» TASK ITEM: Look through the entries that follow and return each line that has the string "below".

» SUPPLIED RECORDS:
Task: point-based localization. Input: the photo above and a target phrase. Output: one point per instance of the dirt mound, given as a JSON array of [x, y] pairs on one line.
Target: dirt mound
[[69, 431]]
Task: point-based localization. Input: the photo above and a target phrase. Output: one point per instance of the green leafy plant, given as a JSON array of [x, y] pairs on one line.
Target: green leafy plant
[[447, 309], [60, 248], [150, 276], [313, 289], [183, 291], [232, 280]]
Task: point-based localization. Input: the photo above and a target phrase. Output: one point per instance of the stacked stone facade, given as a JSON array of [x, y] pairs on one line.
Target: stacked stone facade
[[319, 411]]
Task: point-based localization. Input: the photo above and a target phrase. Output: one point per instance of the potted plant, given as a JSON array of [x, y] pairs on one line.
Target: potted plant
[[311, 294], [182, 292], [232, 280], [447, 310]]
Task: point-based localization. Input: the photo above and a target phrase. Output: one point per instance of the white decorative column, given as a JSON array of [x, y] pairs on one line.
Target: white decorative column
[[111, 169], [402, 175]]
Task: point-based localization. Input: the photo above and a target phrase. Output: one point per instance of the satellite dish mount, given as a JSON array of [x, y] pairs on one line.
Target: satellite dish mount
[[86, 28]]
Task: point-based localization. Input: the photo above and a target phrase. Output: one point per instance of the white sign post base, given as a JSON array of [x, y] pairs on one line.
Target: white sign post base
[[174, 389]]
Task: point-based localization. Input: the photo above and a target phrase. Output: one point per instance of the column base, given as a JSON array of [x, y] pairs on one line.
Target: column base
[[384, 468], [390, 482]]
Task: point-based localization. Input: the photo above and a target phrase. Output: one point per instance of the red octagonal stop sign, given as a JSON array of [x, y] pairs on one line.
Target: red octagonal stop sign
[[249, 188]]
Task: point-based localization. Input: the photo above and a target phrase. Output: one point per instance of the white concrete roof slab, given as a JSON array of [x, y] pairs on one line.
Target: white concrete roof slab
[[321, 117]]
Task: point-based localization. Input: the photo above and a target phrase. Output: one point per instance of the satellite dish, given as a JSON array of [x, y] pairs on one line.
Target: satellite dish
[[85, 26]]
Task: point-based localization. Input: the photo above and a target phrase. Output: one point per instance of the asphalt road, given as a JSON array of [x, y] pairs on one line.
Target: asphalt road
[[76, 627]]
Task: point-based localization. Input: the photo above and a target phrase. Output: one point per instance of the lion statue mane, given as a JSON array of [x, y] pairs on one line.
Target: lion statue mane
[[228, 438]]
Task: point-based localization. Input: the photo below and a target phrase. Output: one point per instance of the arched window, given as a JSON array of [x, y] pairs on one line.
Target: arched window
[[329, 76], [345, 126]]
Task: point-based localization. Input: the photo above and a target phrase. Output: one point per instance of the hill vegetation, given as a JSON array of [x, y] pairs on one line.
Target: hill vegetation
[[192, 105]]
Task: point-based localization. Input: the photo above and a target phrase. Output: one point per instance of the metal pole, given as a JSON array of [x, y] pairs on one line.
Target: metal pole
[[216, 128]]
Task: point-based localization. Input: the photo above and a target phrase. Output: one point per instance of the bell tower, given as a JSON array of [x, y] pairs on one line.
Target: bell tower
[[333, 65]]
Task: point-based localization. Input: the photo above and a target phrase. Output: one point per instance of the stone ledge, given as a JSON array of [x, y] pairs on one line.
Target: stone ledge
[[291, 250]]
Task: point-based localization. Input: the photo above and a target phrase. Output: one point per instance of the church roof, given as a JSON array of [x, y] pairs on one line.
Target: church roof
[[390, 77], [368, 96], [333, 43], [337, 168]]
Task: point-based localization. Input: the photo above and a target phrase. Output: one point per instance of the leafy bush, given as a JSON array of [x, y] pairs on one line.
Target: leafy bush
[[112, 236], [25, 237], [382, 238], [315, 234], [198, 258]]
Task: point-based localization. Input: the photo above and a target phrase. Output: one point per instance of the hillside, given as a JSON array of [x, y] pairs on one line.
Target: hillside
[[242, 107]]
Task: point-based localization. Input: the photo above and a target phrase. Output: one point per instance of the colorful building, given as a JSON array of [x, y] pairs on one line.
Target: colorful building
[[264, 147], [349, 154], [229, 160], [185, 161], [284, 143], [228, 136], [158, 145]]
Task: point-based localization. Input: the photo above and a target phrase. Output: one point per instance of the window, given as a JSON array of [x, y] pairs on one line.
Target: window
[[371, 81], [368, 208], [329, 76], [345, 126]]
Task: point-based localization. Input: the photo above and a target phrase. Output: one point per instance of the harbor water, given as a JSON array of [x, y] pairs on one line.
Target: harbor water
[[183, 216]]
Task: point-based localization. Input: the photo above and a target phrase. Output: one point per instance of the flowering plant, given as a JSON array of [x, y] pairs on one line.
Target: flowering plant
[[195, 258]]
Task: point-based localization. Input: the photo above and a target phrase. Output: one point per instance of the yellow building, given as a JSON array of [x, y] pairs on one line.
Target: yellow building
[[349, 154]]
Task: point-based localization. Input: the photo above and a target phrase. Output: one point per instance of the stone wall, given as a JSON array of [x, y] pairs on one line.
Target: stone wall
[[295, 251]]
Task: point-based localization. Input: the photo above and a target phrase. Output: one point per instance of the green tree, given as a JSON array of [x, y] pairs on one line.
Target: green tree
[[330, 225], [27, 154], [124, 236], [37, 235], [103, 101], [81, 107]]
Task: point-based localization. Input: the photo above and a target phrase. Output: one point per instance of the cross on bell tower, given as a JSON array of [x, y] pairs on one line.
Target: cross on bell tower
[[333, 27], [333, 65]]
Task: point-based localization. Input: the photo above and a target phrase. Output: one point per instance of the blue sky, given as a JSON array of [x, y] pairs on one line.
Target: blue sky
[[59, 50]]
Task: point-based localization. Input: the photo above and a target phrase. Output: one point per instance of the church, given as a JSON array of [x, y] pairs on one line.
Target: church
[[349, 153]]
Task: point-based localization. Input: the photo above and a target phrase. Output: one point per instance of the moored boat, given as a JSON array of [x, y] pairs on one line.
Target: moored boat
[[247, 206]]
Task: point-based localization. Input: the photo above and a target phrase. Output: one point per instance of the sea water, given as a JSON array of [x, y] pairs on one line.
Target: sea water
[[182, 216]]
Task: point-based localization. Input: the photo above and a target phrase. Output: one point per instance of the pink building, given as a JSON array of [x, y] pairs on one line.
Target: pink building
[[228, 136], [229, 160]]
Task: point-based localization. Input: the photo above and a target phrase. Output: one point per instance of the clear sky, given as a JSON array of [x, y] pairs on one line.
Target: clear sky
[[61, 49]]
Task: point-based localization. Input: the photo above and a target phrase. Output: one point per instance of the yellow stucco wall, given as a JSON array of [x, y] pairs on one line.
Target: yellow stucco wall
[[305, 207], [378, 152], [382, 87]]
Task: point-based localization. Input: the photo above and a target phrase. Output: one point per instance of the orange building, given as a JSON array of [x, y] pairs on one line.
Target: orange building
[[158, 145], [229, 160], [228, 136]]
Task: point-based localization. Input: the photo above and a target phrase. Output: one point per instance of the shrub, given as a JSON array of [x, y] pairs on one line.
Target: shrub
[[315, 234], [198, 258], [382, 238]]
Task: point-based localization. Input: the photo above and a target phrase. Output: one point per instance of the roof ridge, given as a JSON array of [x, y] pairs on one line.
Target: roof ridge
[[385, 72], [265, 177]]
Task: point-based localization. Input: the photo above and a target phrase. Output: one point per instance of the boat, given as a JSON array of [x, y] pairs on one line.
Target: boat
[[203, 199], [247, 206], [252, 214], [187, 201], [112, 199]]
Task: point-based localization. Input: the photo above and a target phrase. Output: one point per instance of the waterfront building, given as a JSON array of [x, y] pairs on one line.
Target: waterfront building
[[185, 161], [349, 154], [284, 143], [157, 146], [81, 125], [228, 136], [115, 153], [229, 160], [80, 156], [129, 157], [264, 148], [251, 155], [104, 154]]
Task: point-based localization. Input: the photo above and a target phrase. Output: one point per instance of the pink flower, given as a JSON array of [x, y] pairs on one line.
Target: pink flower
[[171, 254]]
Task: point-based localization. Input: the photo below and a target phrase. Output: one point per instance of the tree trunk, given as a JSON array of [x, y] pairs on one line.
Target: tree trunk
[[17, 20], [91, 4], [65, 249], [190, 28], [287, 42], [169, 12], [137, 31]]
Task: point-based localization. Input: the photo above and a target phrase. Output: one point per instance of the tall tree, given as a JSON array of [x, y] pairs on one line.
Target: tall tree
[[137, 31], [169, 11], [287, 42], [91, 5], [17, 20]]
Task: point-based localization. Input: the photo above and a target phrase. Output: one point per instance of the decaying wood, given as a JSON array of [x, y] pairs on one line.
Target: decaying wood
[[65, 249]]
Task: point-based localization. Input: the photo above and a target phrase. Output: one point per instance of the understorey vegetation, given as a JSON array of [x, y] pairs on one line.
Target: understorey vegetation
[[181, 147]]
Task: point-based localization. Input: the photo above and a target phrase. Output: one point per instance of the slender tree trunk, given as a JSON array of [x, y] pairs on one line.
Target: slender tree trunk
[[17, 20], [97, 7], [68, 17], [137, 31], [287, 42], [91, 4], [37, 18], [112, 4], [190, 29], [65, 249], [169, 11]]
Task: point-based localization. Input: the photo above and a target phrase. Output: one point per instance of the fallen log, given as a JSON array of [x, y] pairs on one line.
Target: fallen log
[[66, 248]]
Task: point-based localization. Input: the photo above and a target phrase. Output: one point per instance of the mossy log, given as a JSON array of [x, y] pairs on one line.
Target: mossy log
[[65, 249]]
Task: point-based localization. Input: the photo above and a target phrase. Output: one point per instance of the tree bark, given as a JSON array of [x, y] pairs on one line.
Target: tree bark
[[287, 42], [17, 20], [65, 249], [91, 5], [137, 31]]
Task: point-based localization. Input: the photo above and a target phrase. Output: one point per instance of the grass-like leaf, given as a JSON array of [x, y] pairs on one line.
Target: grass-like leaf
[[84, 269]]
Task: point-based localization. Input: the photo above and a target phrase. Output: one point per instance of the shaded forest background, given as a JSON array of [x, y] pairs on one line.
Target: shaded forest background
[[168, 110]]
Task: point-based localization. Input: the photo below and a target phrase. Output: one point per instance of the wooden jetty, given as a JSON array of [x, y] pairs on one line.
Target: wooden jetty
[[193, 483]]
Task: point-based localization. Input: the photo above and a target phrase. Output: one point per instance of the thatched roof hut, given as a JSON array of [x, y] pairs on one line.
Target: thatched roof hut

» SOLUTION:
Task: point-based localization. Input: the photo below and a target phrase. Output: one point per instance of the arched window, given as a JSON array of [x, y] pairs on one line.
Task: point-based localization. Input: the photo below and a target phrase. Output: one point per instance of the tree trunk, given as a JSON array of [x, y] pairs on one line.
Task: point-based localization. Input: the photo below and a target phrase. Output: one point per instance of the wooden jetty, given as a JSON array of [x, y] pairs on one line.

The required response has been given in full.